** BEGIN Page text **
Just because you know someones real name and potentially real address it does not mean that you know that real person. It no more indicates that they will tell you the truth or tell you a lie than if you ask them to roll a dice for you, 3 means truth 5 means lie the others are not sure.
People choosing to either use a different handle, a nickname or an AKA are not usually hiding. A few characters or a picture to express who they are in the context of a particular social network is more likely to offer insight into who they are rather than the surname handed down by birth and a first name given by parents.
Trust is very different from physical appearance or labelled identity. Having a human face profile picture does not make that profile “genuine”. The actions of someone or the organisation behind the profile are where trust is formed and where bonds are strengthened.
I can understand worries about accountability or security of knowing the same person is using the same account, but these are completely different from anonymity or pseudo anonymity. I am more than happy to talk and deal with the same person time and time again regardless of their “name” just as I am happy to deal with them regardless of race or creed. If the “name” they have made for themselves and their actions is an alias then so what?
Much of this has sparked form the virtual world communities, in particular Second Life choosing to help and early adopt Google+. In part to get away from the over controlling nature of Facebook and it’s names and identity policy. It seems though Google want to be a copy of that.
I am wondering where this ends though. Should we not be able to search the internet for fictional characters, are we not able to engage with people with imaginations online. Should everything be geared to a replication of the physical world?
** END Page text **
** BEGIN Data **
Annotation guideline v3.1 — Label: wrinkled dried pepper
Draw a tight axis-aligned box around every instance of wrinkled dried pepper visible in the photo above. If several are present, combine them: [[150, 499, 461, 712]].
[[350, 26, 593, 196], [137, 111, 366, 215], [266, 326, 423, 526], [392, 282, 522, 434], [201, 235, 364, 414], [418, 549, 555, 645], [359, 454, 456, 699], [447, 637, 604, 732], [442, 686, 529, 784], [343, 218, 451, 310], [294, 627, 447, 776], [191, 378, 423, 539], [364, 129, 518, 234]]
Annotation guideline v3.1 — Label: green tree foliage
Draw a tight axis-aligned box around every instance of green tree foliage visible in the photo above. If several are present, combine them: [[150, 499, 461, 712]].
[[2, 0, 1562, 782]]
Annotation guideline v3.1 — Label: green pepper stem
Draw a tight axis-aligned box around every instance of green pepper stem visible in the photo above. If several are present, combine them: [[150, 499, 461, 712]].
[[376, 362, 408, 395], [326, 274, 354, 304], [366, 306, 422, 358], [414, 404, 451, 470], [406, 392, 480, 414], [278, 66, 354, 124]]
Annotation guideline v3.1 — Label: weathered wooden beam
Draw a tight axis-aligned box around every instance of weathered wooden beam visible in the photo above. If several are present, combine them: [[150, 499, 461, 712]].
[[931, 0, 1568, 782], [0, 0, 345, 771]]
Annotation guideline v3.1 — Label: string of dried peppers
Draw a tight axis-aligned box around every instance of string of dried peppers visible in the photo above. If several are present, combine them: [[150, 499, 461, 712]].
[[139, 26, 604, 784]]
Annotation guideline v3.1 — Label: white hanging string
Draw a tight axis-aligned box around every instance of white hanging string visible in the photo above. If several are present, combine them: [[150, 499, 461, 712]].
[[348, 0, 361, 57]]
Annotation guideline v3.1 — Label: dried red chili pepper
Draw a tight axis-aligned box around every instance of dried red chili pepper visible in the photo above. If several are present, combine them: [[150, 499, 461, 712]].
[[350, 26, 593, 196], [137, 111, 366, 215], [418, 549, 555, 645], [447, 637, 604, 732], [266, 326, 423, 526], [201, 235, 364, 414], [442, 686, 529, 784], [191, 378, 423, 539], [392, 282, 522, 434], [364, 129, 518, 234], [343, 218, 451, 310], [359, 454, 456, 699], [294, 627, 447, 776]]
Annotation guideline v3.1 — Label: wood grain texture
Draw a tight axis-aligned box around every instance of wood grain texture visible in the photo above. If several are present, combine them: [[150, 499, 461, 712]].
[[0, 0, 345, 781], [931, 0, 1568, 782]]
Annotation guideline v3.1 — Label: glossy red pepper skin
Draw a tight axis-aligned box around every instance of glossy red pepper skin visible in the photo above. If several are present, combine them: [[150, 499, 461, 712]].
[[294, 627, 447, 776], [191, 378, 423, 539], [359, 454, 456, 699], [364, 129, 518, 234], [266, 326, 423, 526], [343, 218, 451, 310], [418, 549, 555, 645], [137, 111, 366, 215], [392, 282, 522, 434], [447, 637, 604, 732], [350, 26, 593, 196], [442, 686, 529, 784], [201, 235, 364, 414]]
** END Data **
• _Instruction A_
Decide whether each statement agrees with the piece on online names, answering yes or no and quoting the words of the piece that settle it.
(i) A human-face profile picture makes a profile genuine.
(ii) Trust is formed through the actions of the person or organization behind a profile.
(iii) People who use a nickname are usually hiding.
• _Instruction B_
Answer these from the piece on online names:
(i) Which virtual world community chose to help and early adopt Google+?
(ii) In the dice comparison, which number stands for a lie?
(iii) Along with race, what else does the writer name as something they will deal with people regardless of?
• _Instruction C_
Give a continuation of the piece on online names, starting after its final sentence.
The material has no connection to the piece on online names.

• _Answer A_
(i) No: "Having a human face profile picture does not make that profile “genuine”."
(ii) Yes: "The actions of someone or the organisation behind the profile are where trust is formed and where bonds are strengthened."
(iii) No: "People choosing to either use a different handle, a nickname or an AKA are not usually hiding."

• _Answer B_
(i) Second Life
(ii) 5
(iii) Creed

• _Answer C_
It is lazy to treat identity as binary. I have seen corporations and companies try this with employees (and fail). We are complex messy collections of carbon atoms. We all have more than one mood and persona. Different situations require us to suspend disbelief or augment ideas. Nothing is black and white.
Does this affect me? Well not exactly. I am known as epredator on a number of systems. People call me epred when we meet. I am also Ian, Mr Hughes, Sir, Oi You, Dad, Son. I have an avatar in Second Life that wears a mask, yet I don’t hide behind that mask. I have not made a specific separation between me online and me offline in that I am shades of me and shades of characters in different situations at different times. I do however admire those who have a completely separate online nom de plume, why shouldn’t they? It is part of the magic of the human condition. Just as with a magic trick, once you know how its done it loses its appeal.
So, who ever you are, do not stifle creativity and creation, do not stifle humanity by fixing a technology based policy in place just because you think it “might be a good idea if…”. I reserve the right to have an anonymous profile that I can fill with whatever I want to explore a character and some ideas. Google “do no evil?” killing creative expression sounds rather evil to me?

3 thoughts on “Identity is not binary – plusgate

  1. Excellent article, Ian. Certainly a good take on Google+. You might be interested in looking into Mozilla’s new BrowserID authentication system if you haven’t done so already, which springs to mind reading this. I’d be interested in your opinon.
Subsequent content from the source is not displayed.